-- BEGIN Input --
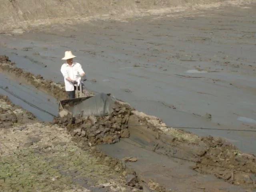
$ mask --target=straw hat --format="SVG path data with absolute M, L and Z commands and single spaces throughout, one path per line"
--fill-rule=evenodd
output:
M 72 54 L 71 51 L 67 51 L 65 52 L 65 56 L 61 59 L 62 60 L 67 60 L 67 59 L 72 59 L 76 57 Z

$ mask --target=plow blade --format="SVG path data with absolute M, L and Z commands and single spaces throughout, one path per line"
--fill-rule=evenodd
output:
M 113 112 L 116 98 L 110 94 L 99 93 L 94 96 L 60 101 L 60 115 L 71 113 L 73 116 L 81 115 L 106 116 Z

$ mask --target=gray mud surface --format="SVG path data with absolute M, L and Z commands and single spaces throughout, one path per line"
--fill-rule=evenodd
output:
M 4 32 L 0 54 L 58 82 L 60 59 L 72 50 L 88 88 L 111 93 L 168 125 L 254 130 L 256 10 L 253 3 Z M 256 153 L 254 133 L 189 130 Z

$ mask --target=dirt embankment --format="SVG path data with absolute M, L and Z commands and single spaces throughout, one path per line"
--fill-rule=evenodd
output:
M 3 66 L 14 70 L 9 64 Z M 53 83 L 49 83 L 45 88 L 51 87 Z M 120 138 L 129 136 L 142 147 L 194 162 L 192 168 L 198 172 L 213 174 L 236 185 L 255 187 L 256 158 L 254 155 L 242 153 L 220 138 L 201 137 L 167 128 L 159 118 L 134 110 L 126 103 L 116 104 L 109 116 L 66 116 L 56 119 L 55 123 L 67 128 L 74 140 L 84 146 L 113 143 Z
M 56 118 L 54 122 L 64 125 L 76 140 L 86 142 L 90 146 L 114 143 L 120 138 L 129 137 L 127 123 L 132 110 L 126 103 L 116 101 L 115 105 L 111 116 L 84 118 L 69 114 L 62 118 Z
M 214 174 L 235 185 L 255 187 L 254 155 L 242 153 L 220 138 L 201 137 L 167 128 L 156 117 L 136 111 L 131 113 L 133 114 L 128 122 L 130 136 L 144 147 L 168 156 L 194 162 L 192 168 L 198 172 Z
M 40 75 L 35 75 L 22 69 L 15 66 L 6 56 L 0 56 L 0 72 L 3 72 L 14 78 L 18 78 L 21 83 L 24 82 L 33 85 L 56 98 L 59 99 L 67 98 L 63 84 L 56 83 L 51 80 L 44 79 Z
M 198 5 L 221 3 L 220 0 L 0 0 L 0 30 L 63 24 L 97 18 L 132 17 L 159 12 L 172 8 L 178 11 Z M 72 19 L 76 19 L 75 20 Z
M 152 183 L 148 186 L 121 161 L 74 142 L 64 126 L 39 122 L 6 97 L 0 97 L 0 117 L 8 109 L 12 114 L 18 110 L 24 117 L 18 124 L 0 126 L 4 191 L 165 191 L 157 184 L 154 190 Z

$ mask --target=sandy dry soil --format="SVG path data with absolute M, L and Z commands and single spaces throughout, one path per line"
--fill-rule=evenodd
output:
M 253 130 L 256 9 L 252 3 L 4 32 L 0 54 L 57 82 L 60 58 L 72 50 L 87 88 L 111 93 L 168 125 Z M 256 152 L 254 133 L 189 130 Z

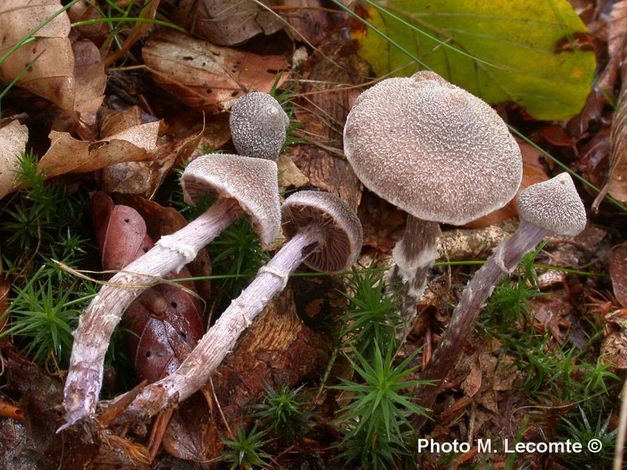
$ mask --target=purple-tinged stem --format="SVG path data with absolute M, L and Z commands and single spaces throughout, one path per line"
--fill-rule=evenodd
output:
M 288 242 L 261 269 L 201 338 L 178 369 L 146 386 L 128 407 L 127 415 L 153 416 L 182 402 L 207 383 L 211 373 L 233 350 L 240 335 L 310 254 L 323 246 L 323 233 L 310 225 Z
M 497 246 L 492 256 L 477 272 L 453 311 L 451 322 L 442 341 L 421 375 L 421 380 L 431 380 L 433 383 L 423 385 L 415 391 L 418 405 L 424 408 L 433 406 L 444 379 L 459 359 L 475 319 L 495 286 L 504 276 L 511 274 L 525 255 L 550 233 L 550 230 L 521 219 L 513 236 Z M 424 416 L 415 416 L 413 424 L 416 431 L 426 421 Z
M 396 290 L 399 283 L 402 285 L 396 311 L 403 318 L 396 331 L 396 338 L 401 341 L 414 324 L 418 302 L 426 286 L 427 274 L 438 258 L 439 232 L 437 222 L 408 215 L 405 235 L 392 252 L 396 264 L 388 274 L 387 291 Z
M 59 430 L 93 416 L 102 384 L 104 354 L 122 315 L 144 290 L 196 253 L 231 225 L 242 210 L 235 199 L 219 199 L 206 212 L 116 274 L 83 312 L 63 391 L 65 424 Z

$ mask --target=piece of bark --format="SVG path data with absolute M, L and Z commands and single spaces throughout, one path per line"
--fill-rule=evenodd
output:
M 164 439 L 164 448 L 183 459 L 219 455 L 224 447 L 220 437 L 228 432 L 225 421 L 231 430 L 249 424 L 248 406 L 261 400 L 265 382 L 275 388 L 295 386 L 319 370 L 326 360 L 322 340 L 296 314 L 288 287 L 257 316 L 212 375 L 213 391 L 206 395 L 215 395 L 217 402 L 208 407 L 196 393 L 182 404 L 180 418 L 174 418 Z
M 290 156 L 311 185 L 338 196 L 357 210 L 362 185 L 344 157 L 342 130 L 358 94 L 349 87 L 365 81 L 369 69 L 341 35 L 321 45 L 307 65 L 299 89 L 302 108 L 296 118 L 303 121 L 299 135 L 307 136 L 309 141 L 295 146 Z M 317 93 L 307 94 L 311 92 Z

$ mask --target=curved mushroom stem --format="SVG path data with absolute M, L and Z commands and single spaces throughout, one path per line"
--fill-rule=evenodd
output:
M 414 324 L 418 314 L 416 307 L 426 286 L 427 274 L 438 258 L 439 233 L 437 222 L 408 215 L 405 235 L 392 252 L 396 265 L 388 274 L 387 291 L 394 292 L 398 283 L 402 284 L 397 313 L 403 322 L 396 331 L 396 338 L 401 342 Z
M 92 415 L 102 384 L 104 354 L 122 315 L 156 278 L 180 269 L 242 212 L 235 199 L 219 199 L 206 212 L 128 265 L 103 285 L 81 315 L 63 391 L 66 423 Z M 191 258 L 191 259 L 190 259 Z
M 462 348 L 470 334 L 474 320 L 483 303 L 492 294 L 495 286 L 506 274 L 511 274 L 527 253 L 533 250 L 550 230 L 534 225 L 525 219 L 513 236 L 497 246 L 486 263 L 477 272 L 464 290 L 459 303 L 453 311 L 451 322 L 442 341 L 421 374 L 421 380 L 434 381 L 415 391 L 418 405 L 431 408 L 442 382 L 455 367 Z M 415 416 L 414 428 L 418 431 L 425 423 L 424 416 Z
M 173 400 L 182 402 L 199 390 L 233 349 L 240 335 L 270 299 L 285 288 L 294 270 L 307 256 L 324 246 L 324 236 L 319 225 L 312 224 L 288 242 L 259 269 L 252 282 L 231 302 L 178 369 L 146 387 L 125 414 L 151 416 Z

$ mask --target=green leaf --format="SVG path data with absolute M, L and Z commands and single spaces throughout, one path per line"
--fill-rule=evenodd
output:
M 485 101 L 511 100 L 541 120 L 572 117 L 590 92 L 590 36 L 566 0 L 366 1 L 355 11 L 389 38 L 353 29 L 378 76 L 410 75 L 417 59 Z

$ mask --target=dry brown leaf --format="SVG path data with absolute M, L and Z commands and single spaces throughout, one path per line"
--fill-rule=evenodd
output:
M 155 81 L 187 105 L 211 111 L 231 108 L 250 90 L 269 92 L 288 64 L 280 56 L 261 56 L 221 47 L 178 31 L 150 37 L 142 49 Z
M 61 8 L 60 0 L 6 0 L 0 6 L 0 55 Z M 95 122 L 104 99 L 105 76 L 98 48 L 70 41 L 70 20 L 63 13 L 37 31 L 36 39 L 0 64 L 0 78 L 10 81 L 34 60 L 17 84 L 55 103 L 86 124 Z
M 309 184 L 309 178 L 302 174 L 292 159 L 287 155 L 279 155 L 277 159 L 279 171 L 279 186 L 287 188 L 293 186 L 300 188 Z
M 252 0 L 183 0 L 171 19 L 213 44 L 224 46 L 261 33 L 272 34 L 283 27 L 280 18 Z
M 16 188 L 15 171 L 20 169 L 17 159 L 26 150 L 28 128 L 17 120 L 0 129 L 0 198 Z
M 477 220 L 466 224 L 464 226 L 465 227 L 481 228 L 498 224 L 517 215 L 518 211 L 516 209 L 516 201 L 520 191 L 527 186 L 546 181 L 549 179 L 549 176 L 545 171 L 544 165 L 542 164 L 541 161 L 542 159 L 544 159 L 544 154 L 534 146 L 527 143 L 520 139 L 516 139 L 516 141 L 518 143 L 520 152 L 522 154 L 522 181 L 520 183 L 520 187 L 518 188 L 516 196 L 500 209 L 497 209 L 487 215 L 484 215 L 483 217 L 479 217 Z
M 141 116 L 141 110 L 137 107 L 121 113 L 111 113 L 103 120 L 102 132 L 114 133 L 137 125 L 142 122 Z M 202 136 L 203 130 L 199 126 L 184 129 L 180 135 L 161 136 L 155 155 L 150 160 L 124 162 L 105 168 L 101 175 L 101 189 L 109 193 L 152 198 L 177 159 L 187 149 L 197 146 Z
M 592 205 L 598 210 L 601 201 L 607 194 L 622 203 L 627 201 L 627 65 L 624 58 L 627 54 L 627 2 L 621 1 L 614 6 L 608 38 L 608 48 L 614 56 L 623 58 L 621 70 L 622 88 L 619 96 L 616 111 L 612 121 L 610 145 L 610 170 L 605 187 Z
M 627 308 L 627 246 L 619 246 L 614 252 L 610 266 L 614 297 Z
M 159 121 L 141 124 L 93 143 L 77 140 L 67 132 L 52 131 L 50 148 L 40 160 L 39 168 L 50 178 L 144 159 L 157 150 L 159 126 Z

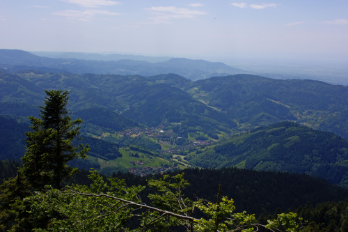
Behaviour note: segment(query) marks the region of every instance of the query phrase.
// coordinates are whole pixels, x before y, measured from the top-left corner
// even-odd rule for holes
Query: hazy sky
[[[0,0],[0,48],[348,56],[347,0]]]

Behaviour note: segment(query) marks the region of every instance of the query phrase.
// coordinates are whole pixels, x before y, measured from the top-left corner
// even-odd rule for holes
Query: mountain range
[[[127,70],[127,65],[134,73],[106,71]],[[0,127],[2,158],[23,154],[26,118],[38,116],[44,90],[55,88],[70,91],[72,117],[85,121],[83,136],[95,144],[87,166],[124,170],[141,158],[148,167],[286,171],[347,185],[347,86],[224,76],[230,68],[223,64],[182,59],[83,61],[2,49],[0,67],[0,116],[8,125]],[[199,70],[200,77],[192,79],[200,79],[178,75],[180,67]],[[163,74],[171,68],[175,73]],[[149,75],[139,75],[142,69]],[[14,146],[18,150],[11,157]]]
[[[223,63],[182,58],[172,58],[156,63],[131,59],[95,61],[39,56],[28,52],[13,49],[0,49],[0,69],[13,72],[35,70],[52,72],[112,73],[143,76],[176,73],[191,80],[245,72]]]

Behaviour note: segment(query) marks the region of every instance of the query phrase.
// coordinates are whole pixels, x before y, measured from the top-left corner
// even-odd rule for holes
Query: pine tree
[[[81,119],[71,121],[66,109],[68,91],[45,91],[45,105],[40,107],[40,118],[29,117],[31,131],[26,133],[26,152],[22,159],[23,173],[37,189],[51,185],[61,187],[62,180],[77,171],[67,165],[77,157],[86,158],[88,145],[72,144],[79,134]]]

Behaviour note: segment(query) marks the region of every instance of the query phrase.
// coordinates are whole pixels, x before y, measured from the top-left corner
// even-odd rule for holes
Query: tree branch
[[[192,217],[180,215],[178,215],[177,213],[174,213],[174,212],[170,212],[170,211],[161,210],[161,209],[159,209],[158,208],[155,208],[155,207],[149,206],[147,206],[147,205],[145,205],[144,203],[136,203],[136,202],[134,202],[134,201],[128,201],[128,200],[125,200],[125,199],[122,199],[121,198],[113,196],[110,196],[110,195],[107,195],[107,194],[94,194],[83,193],[83,192],[77,192],[77,191],[74,191],[74,190],[68,190],[68,191],[71,192],[72,193],[73,193],[74,194],[79,194],[79,195],[83,195],[83,196],[94,196],[94,197],[107,197],[107,198],[111,198],[111,199],[115,199],[115,200],[118,200],[118,201],[122,201],[122,202],[127,203],[128,203],[129,205],[143,207],[143,208],[159,212],[161,212],[161,213],[164,213],[164,214],[166,214],[166,215],[168,215],[177,217],[177,218],[180,218],[180,219],[186,219],[186,220],[189,220],[189,221],[198,221],[199,220],[198,219],[196,219],[196,218],[194,218],[194,217]]]

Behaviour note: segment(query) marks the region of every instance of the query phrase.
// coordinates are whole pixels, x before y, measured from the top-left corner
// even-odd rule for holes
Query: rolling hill
[[[198,150],[185,159],[200,167],[307,173],[348,183],[348,141],[294,123],[260,127]]]

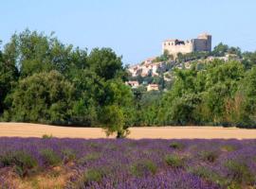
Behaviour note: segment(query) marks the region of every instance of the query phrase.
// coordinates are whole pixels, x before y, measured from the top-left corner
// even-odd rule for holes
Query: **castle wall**
[[[176,56],[177,53],[192,53],[195,51],[210,51],[211,50],[211,36],[201,34],[196,39],[179,41],[169,40],[162,43],[162,53],[168,50],[169,54]]]
[[[168,50],[169,54],[172,55],[176,55],[177,53],[191,53],[193,51],[193,44],[192,42],[186,42],[184,44],[174,44],[165,42],[162,43],[162,50],[163,52]]]

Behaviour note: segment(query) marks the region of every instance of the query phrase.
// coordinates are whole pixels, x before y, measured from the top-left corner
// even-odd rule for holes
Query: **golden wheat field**
[[[256,129],[222,127],[131,128],[131,139],[255,139]],[[28,123],[0,123],[0,137],[106,138],[101,128],[58,127]],[[113,136],[110,136],[110,138]]]

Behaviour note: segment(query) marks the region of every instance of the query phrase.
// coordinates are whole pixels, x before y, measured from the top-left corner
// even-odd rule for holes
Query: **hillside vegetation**
[[[128,73],[112,49],[88,52],[27,29],[0,51],[1,119],[101,126],[118,137],[132,126],[255,128],[256,53],[239,56],[242,61],[193,60],[191,69],[172,70],[167,92],[144,93],[124,84]]]

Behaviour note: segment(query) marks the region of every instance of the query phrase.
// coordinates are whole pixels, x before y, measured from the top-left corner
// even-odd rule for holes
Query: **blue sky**
[[[124,63],[161,53],[168,38],[201,32],[256,50],[255,0],[2,0],[0,40],[28,27],[82,48],[111,47]]]

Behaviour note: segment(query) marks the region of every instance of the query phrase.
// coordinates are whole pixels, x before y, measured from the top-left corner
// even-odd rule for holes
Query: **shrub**
[[[56,166],[62,163],[62,159],[52,149],[46,148],[40,151],[46,165]]]
[[[250,184],[253,181],[253,174],[245,163],[229,160],[225,163],[225,166],[229,169],[228,176],[233,182]]]
[[[62,152],[64,155],[64,163],[66,163],[68,162],[72,162],[76,159],[76,153],[72,149],[65,148]]]
[[[14,166],[21,177],[28,175],[37,166],[37,161],[25,151],[7,152],[0,156],[3,166]]]
[[[50,135],[48,135],[48,134],[44,134],[44,135],[42,136],[42,138],[43,138],[43,139],[52,139],[53,136],[52,136],[52,134],[50,134]]]
[[[184,166],[184,159],[176,154],[167,155],[165,163],[173,168],[181,168]]]
[[[178,143],[178,142],[172,142],[169,145],[169,146],[174,148],[174,149],[183,149],[185,147],[182,143]]]
[[[204,161],[214,163],[219,155],[217,151],[201,151],[200,156]]]
[[[156,173],[156,164],[150,160],[139,161],[131,166],[131,172],[137,177],[142,177],[144,174],[150,173],[155,175]]]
-- END Input --
Copy every line of the material from its start through the line containing "M 72 54 L 71", keeping every line in full but adding 141 to each path coordinate in the answers and leaving out the pictures.

:: Solution below ::
$ mask --target=straw hat --format="SVG path data with absolute M, L and Z commands and single spaces throughout, one path per line"
--fill-rule=evenodd
output:
M 213 195 L 212 192 L 208 192 L 206 193 L 206 197 L 202 200 L 203 201 L 208 201 L 208 200 L 213 200 L 217 198 Z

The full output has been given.